Action item:
Where a line below contains "wooden", count it. Reply with the total only.

Provided information:
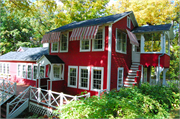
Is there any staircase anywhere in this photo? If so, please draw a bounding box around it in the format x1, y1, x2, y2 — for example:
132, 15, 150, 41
124, 62, 140, 87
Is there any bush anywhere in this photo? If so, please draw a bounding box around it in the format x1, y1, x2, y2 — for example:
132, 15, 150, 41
54, 83, 180, 118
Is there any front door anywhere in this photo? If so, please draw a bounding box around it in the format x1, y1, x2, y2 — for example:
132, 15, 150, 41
132, 40, 141, 63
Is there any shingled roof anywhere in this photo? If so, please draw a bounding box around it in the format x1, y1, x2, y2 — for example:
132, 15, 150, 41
0, 47, 48, 61
49, 11, 137, 33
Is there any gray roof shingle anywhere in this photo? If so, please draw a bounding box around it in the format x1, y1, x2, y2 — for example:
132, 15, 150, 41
0, 47, 49, 61
49, 11, 133, 33
132, 24, 172, 33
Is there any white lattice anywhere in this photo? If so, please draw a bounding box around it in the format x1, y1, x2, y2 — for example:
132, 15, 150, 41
29, 102, 55, 116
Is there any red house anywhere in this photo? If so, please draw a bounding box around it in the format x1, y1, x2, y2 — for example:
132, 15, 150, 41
0, 11, 173, 96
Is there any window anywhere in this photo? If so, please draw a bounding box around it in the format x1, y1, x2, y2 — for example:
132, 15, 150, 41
91, 67, 104, 91
117, 67, 124, 90
7, 64, 9, 74
17, 64, 21, 77
116, 29, 127, 54
22, 64, 26, 78
27, 65, 32, 79
3, 64, 6, 74
92, 29, 104, 51
80, 40, 91, 52
33, 65, 38, 80
40, 66, 45, 78
79, 66, 90, 90
68, 66, 78, 88
51, 42, 59, 52
60, 33, 68, 52
53, 65, 61, 80
127, 16, 131, 29
0, 63, 2, 74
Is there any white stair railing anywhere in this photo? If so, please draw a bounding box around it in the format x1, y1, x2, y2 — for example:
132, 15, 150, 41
6, 86, 31, 118
0, 79, 16, 95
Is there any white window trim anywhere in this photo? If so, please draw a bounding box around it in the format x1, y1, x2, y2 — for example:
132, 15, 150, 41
79, 66, 90, 90
33, 64, 38, 80
127, 16, 131, 29
39, 65, 46, 78
117, 67, 124, 90
92, 27, 105, 51
115, 29, 127, 54
17, 63, 22, 77
91, 67, 104, 91
27, 64, 32, 80
51, 42, 59, 53
68, 66, 78, 88
80, 39, 91, 52
1, 63, 10, 75
53, 64, 61, 80
22, 64, 27, 79
60, 32, 69, 52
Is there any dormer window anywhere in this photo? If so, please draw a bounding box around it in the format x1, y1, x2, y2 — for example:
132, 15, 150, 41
127, 16, 131, 29
60, 33, 68, 52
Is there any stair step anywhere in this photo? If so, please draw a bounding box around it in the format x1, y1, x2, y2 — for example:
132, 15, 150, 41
130, 67, 139, 70
131, 65, 139, 67
132, 62, 140, 65
126, 79, 135, 81
124, 81, 137, 85
124, 84, 133, 87
128, 72, 137, 75
127, 76, 137, 78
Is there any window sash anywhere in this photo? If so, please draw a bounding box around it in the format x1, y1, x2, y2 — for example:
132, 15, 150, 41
91, 67, 103, 91
51, 42, 58, 52
17, 64, 21, 77
92, 29, 104, 51
0, 63, 2, 73
60, 33, 68, 52
33, 65, 38, 80
53, 65, 60, 79
22, 65, 26, 78
116, 29, 127, 53
40, 66, 45, 78
80, 40, 90, 51
68, 66, 78, 88
79, 67, 89, 89
27, 65, 32, 79
117, 68, 124, 90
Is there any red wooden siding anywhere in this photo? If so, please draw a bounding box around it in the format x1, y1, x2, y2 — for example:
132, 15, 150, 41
140, 54, 170, 68
110, 16, 134, 90
47, 80, 64, 92
49, 26, 109, 96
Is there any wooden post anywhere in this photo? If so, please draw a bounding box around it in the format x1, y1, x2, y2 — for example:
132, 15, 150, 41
60, 93, 63, 106
38, 88, 41, 103
6, 103, 10, 118
48, 90, 51, 107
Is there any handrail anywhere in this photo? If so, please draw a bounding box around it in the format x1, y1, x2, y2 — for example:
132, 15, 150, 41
7, 86, 31, 118
0, 79, 16, 95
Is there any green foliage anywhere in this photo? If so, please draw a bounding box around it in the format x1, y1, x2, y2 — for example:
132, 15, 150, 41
54, 83, 180, 118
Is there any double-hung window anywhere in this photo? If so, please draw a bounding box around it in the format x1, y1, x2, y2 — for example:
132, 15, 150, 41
116, 29, 127, 54
40, 66, 45, 78
91, 67, 104, 91
60, 33, 68, 52
80, 40, 91, 52
117, 67, 124, 90
127, 16, 131, 29
79, 66, 90, 90
68, 66, 78, 88
27, 65, 32, 79
53, 65, 61, 80
17, 64, 21, 77
33, 65, 38, 80
92, 28, 104, 51
51, 42, 59, 53
22, 64, 26, 78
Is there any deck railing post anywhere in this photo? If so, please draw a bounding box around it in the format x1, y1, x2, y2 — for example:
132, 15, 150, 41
38, 88, 41, 103
48, 90, 51, 107
14, 82, 17, 95
60, 93, 63, 106
88, 92, 90, 98
75, 96, 77, 101
6, 103, 10, 118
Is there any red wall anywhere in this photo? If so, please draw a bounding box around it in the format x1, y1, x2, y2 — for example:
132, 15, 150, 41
47, 80, 64, 92
110, 16, 134, 90
49, 26, 109, 96
140, 54, 170, 68
0, 61, 37, 87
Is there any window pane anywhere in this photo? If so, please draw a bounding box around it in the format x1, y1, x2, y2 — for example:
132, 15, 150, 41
81, 40, 89, 50
92, 69, 102, 90
80, 69, 88, 88
0, 63, 2, 73
27, 65, 31, 79
3, 64, 6, 74
40, 66, 44, 78
22, 65, 26, 78
61, 34, 67, 51
53, 66, 60, 78
33, 66, 37, 79
18, 64, 21, 76
94, 30, 103, 50
7, 64, 9, 74
52, 42, 58, 51
69, 68, 77, 86
117, 68, 123, 90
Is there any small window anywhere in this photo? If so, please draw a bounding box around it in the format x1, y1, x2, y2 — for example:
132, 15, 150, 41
60, 33, 68, 52
91, 67, 104, 91
17, 64, 21, 77
79, 66, 90, 90
127, 16, 131, 29
51, 42, 59, 52
53, 65, 61, 80
68, 66, 78, 88
27, 65, 32, 79
3, 64, 6, 74
116, 29, 127, 54
6, 64, 10, 74
0, 63, 2, 74
117, 67, 124, 90
33, 65, 38, 80
92, 29, 104, 51
40, 66, 45, 78
80, 40, 91, 52
22, 64, 26, 78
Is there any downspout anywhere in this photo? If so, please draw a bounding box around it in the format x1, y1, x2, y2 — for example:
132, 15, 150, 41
107, 24, 112, 91
157, 32, 165, 85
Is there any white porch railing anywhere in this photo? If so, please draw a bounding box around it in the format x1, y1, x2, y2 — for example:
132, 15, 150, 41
30, 87, 90, 108
98, 89, 108, 97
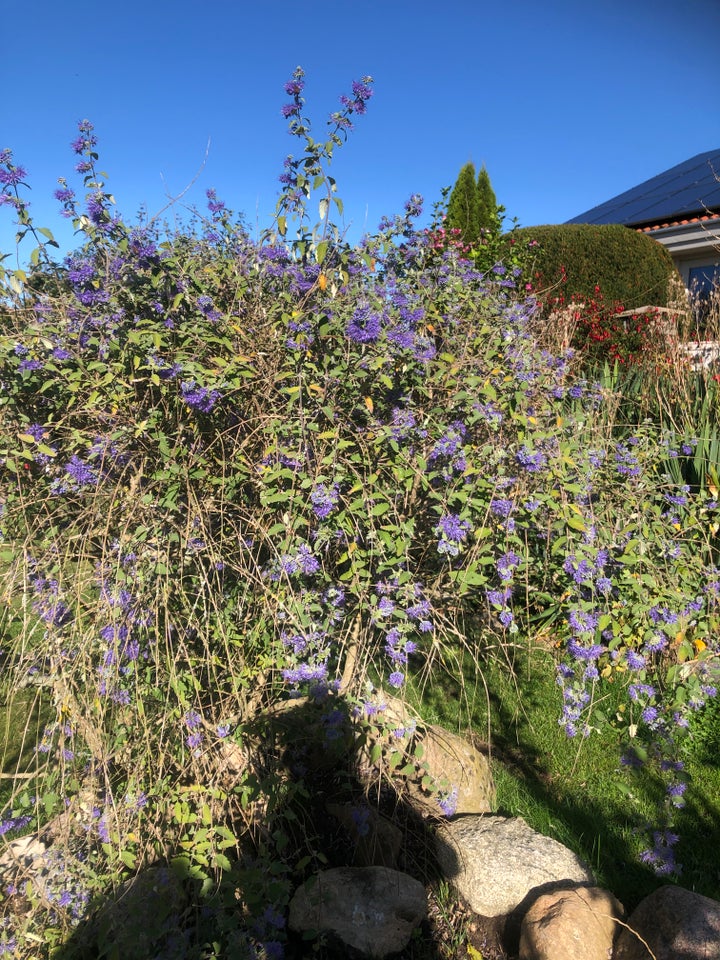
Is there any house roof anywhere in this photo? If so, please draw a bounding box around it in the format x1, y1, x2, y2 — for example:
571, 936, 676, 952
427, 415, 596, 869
567, 150, 720, 229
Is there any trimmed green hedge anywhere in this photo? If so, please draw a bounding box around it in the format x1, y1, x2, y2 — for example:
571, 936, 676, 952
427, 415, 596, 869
516, 223, 682, 310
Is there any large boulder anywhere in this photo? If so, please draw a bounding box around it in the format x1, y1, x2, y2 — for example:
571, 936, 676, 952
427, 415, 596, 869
519, 886, 624, 960
435, 815, 594, 916
613, 885, 720, 960
289, 866, 426, 958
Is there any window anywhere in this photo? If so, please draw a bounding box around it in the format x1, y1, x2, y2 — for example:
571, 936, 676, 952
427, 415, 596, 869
688, 264, 720, 297
688, 263, 720, 336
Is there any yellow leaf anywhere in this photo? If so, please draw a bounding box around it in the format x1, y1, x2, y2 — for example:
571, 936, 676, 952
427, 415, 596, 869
363, 396, 374, 413
694, 638, 707, 653
467, 946, 484, 960
318, 273, 328, 291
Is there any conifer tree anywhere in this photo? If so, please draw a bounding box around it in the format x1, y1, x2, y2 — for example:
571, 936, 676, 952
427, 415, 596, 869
445, 162, 480, 247
476, 164, 500, 239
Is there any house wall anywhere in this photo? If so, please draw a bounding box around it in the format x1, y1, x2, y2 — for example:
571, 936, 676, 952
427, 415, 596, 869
644, 221, 720, 288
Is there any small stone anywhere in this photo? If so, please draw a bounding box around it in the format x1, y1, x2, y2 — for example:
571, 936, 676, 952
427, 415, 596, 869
519, 885, 624, 960
613, 885, 720, 960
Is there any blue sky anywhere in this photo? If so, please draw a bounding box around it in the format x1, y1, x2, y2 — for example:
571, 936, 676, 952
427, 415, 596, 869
2, 0, 719, 266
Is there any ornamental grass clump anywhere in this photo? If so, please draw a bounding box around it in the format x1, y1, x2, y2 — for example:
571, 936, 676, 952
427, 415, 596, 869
1, 71, 719, 957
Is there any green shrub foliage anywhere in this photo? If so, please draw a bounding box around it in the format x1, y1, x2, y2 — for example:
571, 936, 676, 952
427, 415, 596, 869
476, 163, 500, 238
517, 222, 682, 310
445, 161, 480, 247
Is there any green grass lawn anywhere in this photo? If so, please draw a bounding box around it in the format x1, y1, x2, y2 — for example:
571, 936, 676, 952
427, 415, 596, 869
0, 687, 53, 818
412, 638, 720, 910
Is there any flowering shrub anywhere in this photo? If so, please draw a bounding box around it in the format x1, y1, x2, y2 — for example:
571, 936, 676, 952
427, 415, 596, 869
1, 71, 719, 956
542, 284, 679, 367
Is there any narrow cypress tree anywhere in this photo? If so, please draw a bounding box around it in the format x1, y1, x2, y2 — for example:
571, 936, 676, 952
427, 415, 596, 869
476, 164, 500, 239
445, 162, 480, 248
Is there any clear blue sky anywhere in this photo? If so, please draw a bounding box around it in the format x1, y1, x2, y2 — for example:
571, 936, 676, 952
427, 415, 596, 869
2, 0, 719, 265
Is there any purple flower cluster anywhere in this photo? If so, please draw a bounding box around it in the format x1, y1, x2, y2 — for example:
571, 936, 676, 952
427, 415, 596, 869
347, 303, 383, 343
429, 421, 467, 479
435, 513, 471, 557
180, 380, 222, 412
71, 118, 97, 156
474, 401, 504, 427
556, 663, 591, 738
496, 550, 521, 582
388, 406, 424, 442
206, 187, 226, 216
437, 786, 458, 817
197, 294, 221, 323
615, 440, 641, 478
31, 576, 73, 629
640, 829, 681, 876
339, 77, 374, 116
270, 542, 321, 581
310, 482, 340, 520
184, 709, 204, 754
373, 580, 432, 689
0, 814, 32, 838
516, 445, 547, 473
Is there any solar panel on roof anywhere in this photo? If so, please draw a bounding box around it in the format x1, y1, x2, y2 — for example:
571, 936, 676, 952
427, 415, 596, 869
567, 150, 720, 226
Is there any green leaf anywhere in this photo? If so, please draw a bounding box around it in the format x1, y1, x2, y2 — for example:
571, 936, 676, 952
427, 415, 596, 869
120, 849, 136, 869
316, 240, 328, 265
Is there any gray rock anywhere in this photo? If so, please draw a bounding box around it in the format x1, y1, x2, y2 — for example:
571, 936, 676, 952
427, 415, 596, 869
435, 815, 594, 916
613, 885, 720, 960
289, 866, 426, 958
519, 885, 624, 960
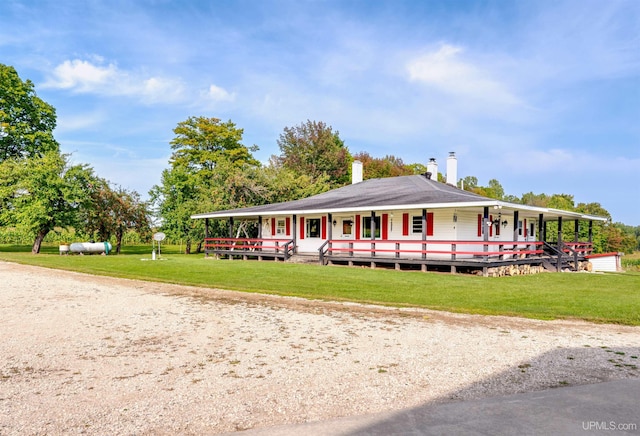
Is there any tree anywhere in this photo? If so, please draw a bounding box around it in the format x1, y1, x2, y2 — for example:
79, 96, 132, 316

Solution for this exercise:
2